Transcribe exactly, and only, the lines from the one containing "Where can the dark" through the end of the material.

* * *

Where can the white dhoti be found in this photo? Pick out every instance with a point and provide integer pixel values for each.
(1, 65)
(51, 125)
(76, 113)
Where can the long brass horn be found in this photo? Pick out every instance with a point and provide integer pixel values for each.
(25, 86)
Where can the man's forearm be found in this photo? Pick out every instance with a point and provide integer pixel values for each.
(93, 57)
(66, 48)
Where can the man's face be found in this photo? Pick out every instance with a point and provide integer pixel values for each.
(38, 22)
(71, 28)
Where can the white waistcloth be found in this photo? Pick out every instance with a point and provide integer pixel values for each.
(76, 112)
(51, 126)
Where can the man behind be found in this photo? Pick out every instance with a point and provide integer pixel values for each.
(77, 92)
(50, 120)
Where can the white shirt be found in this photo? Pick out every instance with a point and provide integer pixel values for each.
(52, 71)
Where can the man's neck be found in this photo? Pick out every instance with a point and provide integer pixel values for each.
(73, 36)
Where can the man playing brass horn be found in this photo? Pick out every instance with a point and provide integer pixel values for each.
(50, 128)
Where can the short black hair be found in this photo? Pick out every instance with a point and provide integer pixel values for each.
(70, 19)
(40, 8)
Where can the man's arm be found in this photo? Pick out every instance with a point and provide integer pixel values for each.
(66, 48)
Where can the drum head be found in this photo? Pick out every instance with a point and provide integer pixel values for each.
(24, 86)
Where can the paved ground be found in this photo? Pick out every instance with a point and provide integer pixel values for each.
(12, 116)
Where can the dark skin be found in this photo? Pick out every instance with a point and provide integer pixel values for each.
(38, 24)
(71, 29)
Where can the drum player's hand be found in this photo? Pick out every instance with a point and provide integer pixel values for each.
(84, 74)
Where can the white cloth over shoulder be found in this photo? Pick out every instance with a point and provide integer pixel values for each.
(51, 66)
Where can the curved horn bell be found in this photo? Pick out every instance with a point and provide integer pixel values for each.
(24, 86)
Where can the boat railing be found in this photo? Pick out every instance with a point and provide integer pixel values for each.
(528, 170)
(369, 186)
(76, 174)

* * *

(Task result)
Where can the dark skin be found in this photo? Pick out every instance with a point and provide integer pixel values for each.
(38, 24)
(71, 29)
Where can the drum player's hand be found in this photo? Pick out every instance with a point and provide integer pixel values for each.
(84, 74)
Where can the white cloth over shoulder be found in this photo? Pick out every instance with a point and provide integer pixel values for each.
(51, 66)
Where can the curved horn bell be found in this photo? Pick out every instance with a point and provide integer pixel values for each.
(24, 86)
Where can the boat railing be found in this photo? Pick out every instance with a point and provide integer pixel values for each.
(528, 170)
(369, 186)
(76, 174)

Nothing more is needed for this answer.